Please reproduce all of the lines below, word for word and in full.

Segment Open

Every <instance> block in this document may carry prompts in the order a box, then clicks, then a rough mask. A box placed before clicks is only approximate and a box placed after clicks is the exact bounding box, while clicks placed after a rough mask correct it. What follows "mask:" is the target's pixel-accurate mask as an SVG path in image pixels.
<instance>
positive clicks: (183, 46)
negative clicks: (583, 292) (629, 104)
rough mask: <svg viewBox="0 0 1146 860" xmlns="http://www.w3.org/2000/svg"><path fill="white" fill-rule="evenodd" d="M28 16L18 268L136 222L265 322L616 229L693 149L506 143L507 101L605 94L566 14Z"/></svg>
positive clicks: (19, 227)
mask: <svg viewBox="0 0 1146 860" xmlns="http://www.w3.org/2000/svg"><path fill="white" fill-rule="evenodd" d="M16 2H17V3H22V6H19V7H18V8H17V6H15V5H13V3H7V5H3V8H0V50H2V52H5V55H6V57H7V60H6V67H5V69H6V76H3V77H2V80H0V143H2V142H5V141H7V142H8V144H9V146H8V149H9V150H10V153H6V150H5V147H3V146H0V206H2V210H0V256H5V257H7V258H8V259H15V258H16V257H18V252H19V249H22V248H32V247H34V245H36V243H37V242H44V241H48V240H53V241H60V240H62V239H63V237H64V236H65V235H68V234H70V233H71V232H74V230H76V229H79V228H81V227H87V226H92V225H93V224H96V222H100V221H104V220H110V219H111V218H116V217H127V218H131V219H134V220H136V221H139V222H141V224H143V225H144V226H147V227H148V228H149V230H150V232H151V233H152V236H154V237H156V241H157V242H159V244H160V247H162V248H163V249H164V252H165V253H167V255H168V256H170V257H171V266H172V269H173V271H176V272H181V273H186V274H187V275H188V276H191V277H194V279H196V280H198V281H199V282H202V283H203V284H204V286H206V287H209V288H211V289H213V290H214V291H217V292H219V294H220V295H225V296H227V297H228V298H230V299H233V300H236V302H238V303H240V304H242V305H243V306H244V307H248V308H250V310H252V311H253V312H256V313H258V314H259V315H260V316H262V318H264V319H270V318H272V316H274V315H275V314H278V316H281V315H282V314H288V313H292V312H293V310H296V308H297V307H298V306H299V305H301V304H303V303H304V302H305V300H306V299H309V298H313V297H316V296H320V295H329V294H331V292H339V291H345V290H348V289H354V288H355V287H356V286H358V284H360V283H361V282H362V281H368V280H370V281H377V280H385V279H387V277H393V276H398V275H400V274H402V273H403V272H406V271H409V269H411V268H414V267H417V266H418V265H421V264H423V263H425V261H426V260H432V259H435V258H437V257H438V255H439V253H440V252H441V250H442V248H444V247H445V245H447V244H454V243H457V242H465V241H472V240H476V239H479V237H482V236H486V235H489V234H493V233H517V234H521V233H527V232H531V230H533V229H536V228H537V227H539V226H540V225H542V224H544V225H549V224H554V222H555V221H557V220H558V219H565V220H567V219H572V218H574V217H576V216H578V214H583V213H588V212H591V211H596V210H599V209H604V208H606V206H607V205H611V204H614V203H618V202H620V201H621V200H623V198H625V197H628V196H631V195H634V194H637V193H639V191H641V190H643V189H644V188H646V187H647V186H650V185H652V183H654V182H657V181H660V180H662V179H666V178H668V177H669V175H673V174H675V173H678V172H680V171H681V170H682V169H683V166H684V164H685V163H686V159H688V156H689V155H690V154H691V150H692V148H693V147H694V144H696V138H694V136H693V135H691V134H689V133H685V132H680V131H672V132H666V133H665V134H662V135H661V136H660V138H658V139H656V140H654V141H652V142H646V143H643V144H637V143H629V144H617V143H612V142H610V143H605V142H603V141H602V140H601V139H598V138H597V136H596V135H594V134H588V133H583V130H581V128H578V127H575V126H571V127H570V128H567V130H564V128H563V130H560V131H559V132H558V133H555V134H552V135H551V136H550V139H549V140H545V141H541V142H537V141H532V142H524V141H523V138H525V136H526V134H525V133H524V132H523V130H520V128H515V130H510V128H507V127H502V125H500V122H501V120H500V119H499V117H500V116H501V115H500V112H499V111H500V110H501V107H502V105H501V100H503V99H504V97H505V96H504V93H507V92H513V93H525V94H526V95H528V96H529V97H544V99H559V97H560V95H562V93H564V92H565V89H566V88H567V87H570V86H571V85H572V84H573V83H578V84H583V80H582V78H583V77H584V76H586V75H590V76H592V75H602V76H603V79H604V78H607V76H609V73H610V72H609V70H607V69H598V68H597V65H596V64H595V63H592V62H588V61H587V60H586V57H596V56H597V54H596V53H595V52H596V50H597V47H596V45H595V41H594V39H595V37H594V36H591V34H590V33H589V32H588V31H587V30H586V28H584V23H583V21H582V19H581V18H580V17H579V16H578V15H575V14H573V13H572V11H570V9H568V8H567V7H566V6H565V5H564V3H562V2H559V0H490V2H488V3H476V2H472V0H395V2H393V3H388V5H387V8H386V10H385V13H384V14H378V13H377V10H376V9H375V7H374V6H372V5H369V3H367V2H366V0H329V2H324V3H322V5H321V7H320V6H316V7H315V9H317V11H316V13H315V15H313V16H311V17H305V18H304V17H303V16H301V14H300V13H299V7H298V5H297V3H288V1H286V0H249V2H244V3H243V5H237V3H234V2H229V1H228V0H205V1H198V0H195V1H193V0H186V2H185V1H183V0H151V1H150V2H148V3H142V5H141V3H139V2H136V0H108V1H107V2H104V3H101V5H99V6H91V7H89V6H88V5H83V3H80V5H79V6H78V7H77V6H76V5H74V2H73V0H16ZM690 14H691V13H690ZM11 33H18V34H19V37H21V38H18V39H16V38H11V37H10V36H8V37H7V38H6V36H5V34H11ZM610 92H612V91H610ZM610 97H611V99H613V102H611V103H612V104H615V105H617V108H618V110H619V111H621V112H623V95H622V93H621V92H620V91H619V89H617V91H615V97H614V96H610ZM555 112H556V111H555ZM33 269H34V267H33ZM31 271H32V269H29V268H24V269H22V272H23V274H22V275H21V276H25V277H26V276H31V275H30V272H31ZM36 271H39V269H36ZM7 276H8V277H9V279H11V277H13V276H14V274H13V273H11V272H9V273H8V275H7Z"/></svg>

Segment Closed

# Exercise answer
Every <instance> block in this document may carry prompts in the order a box, then clicks, then a rough mask. A box placed before clicks is only approximate and a box placed after clicks is the exact bounding box, while clicks placed after a rough mask correct it. What follows "mask:" is the target's pixel-accurate mask as an SVG path in image pixels.
<instance>
positive clicks: (183, 46)
negative clicks: (583, 292) (629, 104)
rough mask: <svg viewBox="0 0 1146 860" xmlns="http://www.w3.org/2000/svg"><path fill="white" fill-rule="evenodd" d="M28 16L18 268L136 222L265 322L616 229L693 149L506 143L507 101L605 94L566 14Z"/></svg>
positive clicks: (19, 227)
mask: <svg viewBox="0 0 1146 860" xmlns="http://www.w3.org/2000/svg"><path fill="white" fill-rule="evenodd" d="M16 2H17V3H22V6H19V7H18V8H17V6H15V5H13V3H7V5H3V8H0V50H2V52H5V55H6V57H7V60H6V67H5V69H6V76H3V77H2V80H0V143H2V142H5V141H7V142H8V144H9V146H8V149H9V150H10V153H6V150H5V147H3V146H0V206H2V210H0V256H5V257H7V258H8V259H15V258H16V257H18V252H19V249H22V248H32V247H34V245H36V243H37V242H44V241H48V240H53V241H60V240H62V239H63V237H64V236H65V235H68V234H70V233H71V232H74V230H76V229H79V228H81V227H87V226H92V225H93V224H96V222H100V221H104V220H110V219H111V218H116V217H127V218H131V219H134V220H136V221H139V222H141V224H143V225H144V226H147V227H148V228H149V230H150V232H151V233H152V236H154V237H156V241H157V242H159V244H160V247H162V248H163V249H164V252H165V253H167V255H168V256H170V257H171V266H172V269H173V271H176V272H181V273H186V274H187V275H188V276H191V277H194V279H196V280H198V281H199V282H202V283H203V284H204V286H206V287H209V288H211V289H213V290H214V291H217V292H219V294H220V295H225V296H227V297H228V298H230V299H233V300H236V302H238V303H240V304H242V305H243V306H244V307H248V308H250V310H252V311H253V312H256V313H258V314H259V315H260V316H262V318H264V319H270V318H272V316H274V315H275V314H278V316H281V315H282V314H288V313H292V312H293V310H296V308H297V307H298V306H299V305H301V304H303V303H304V302H305V300H306V299H309V298H313V297H316V296H320V295H329V294H331V292H339V291H345V290H348V289H354V288H355V287H356V286H358V284H360V283H361V282H362V281H368V280H370V281H377V280H385V279H387V277H393V276H398V275H400V274H402V273H403V272H406V271H409V269H411V268H414V267H417V266H418V265H421V264H423V263H425V261H426V260H432V259H435V258H437V257H438V255H439V253H440V252H441V250H442V248H444V247H445V245H447V244H454V243H457V242H465V241H472V240H476V239H479V237H482V236H486V235H489V234H493V233H517V234H521V233H527V232H531V230H533V229H536V228H537V227H539V226H540V225H542V224H544V225H549V224H554V222H555V221H557V220H558V219H565V220H567V219H572V218H574V217H576V216H578V214H583V213H588V212H591V211H596V210H599V209H604V208H606V206H607V205H611V204H614V203H618V202H620V201H621V200H623V198H625V197H628V196H631V195H634V194H637V193H639V191H641V190H643V189H644V188H646V187H647V186H650V185H652V183H654V182H657V181H660V180H662V179H666V178H668V177H669V175H673V174H675V173H678V172H680V171H681V170H682V169H683V166H684V164H685V163H686V159H688V156H689V155H690V154H691V150H692V148H693V147H694V144H696V138H694V136H693V135H691V134H689V133H685V132H680V131H672V132H666V133H665V134H662V135H661V136H660V138H658V139H656V140H654V141H652V142H646V143H643V144H637V143H629V144H617V143H612V142H610V143H605V142H603V141H602V140H601V139H598V138H597V136H596V135H594V134H588V133H583V130H581V128H578V127H575V126H571V127H570V128H567V130H564V128H563V130H560V131H559V132H558V133H555V134H552V135H551V136H550V139H549V140H545V141H541V142H537V141H532V142H524V141H523V138H525V136H526V134H525V133H524V132H523V130H520V128H515V130H510V128H507V127H502V125H500V122H501V120H500V119H499V117H500V116H501V115H500V112H499V111H500V110H501V107H502V105H501V100H503V99H504V97H505V96H504V93H507V92H513V93H525V94H526V95H528V96H529V97H544V99H559V97H560V95H562V93H564V92H565V89H566V88H567V87H570V86H571V85H572V84H573V83H578V84H583V80H582V78H583V77H584V76H586V75H590V76H592V75H602V76H603V79H604V78H607V76H609V73H610V72H609V70H607V69H598V68H597V65H596V64H595V63H592V62H588V61H587V60H586V57H596V56H597V54H596V53H595V52H596V50H597V47H596V45H595V41H594V39H595V37H594V36H591V34H590V33H589V32H588V31H587V30H586V28H584V23H583V21H582V19H581V18H580V17H579V16H578V15H575V14H573V13H572V11H570V9H568V8H567V7H566V6H565V5H564V3H562V2H559V0H490V2H488V3H476V2H472V0H395V2H393V3H388V5H387V8H386V10H385V13H384V14H378V13H377V10H376V9H375V7H374V6H372V5H369V3H367V2H366V0H329V2H324V3H322V5H321V7H320V6H316V7H315V9H317V11H316V13H315V15H313V16H311V17H305V18H304V17H303V16H301V14H300V13H299V7H298V5H297V3H288V1H286V0H249V2H244V3H243V5H237V3H234V2H229V1H228V0H205V1H198V0H195V1H193V0H186V2H185V1H183V0H151V1H150V2H148V3H142V5H141V3H139V2H136V0H108V1H107V2H104V3H101V5H99V6H91V7H89V6H88V5H83V3H80V5H79V6H78V7H77V6H76V5H74V2H73V0H16ZM690 14H691V13H690ZM11 33H18V34H19V37H21V38H18V39H16V38H11V37H10V36H8V37H7V38H6V36H5V34H11ZM610 92H612V91H610ZM610 97H611V99H613V102H611V103H612V104H615V105H617V108H618V110H619V111H621V112H623V95H622V93H621V92H620V91H619V89H617V91H615V97H614V96H610ZM555 112H556V111H555ZM33 269H34V267H33ZM31 271H32V269H29V268H24V269H22V272H23V274H22V275H21V276H25V277H26V276H31V275H30V272H31ZM36 271H39V269H36ZM7 276H8V277H9V279H11V277H13V276H14V274H13V273H11V272H9V273H8V275H7Z"/></svg>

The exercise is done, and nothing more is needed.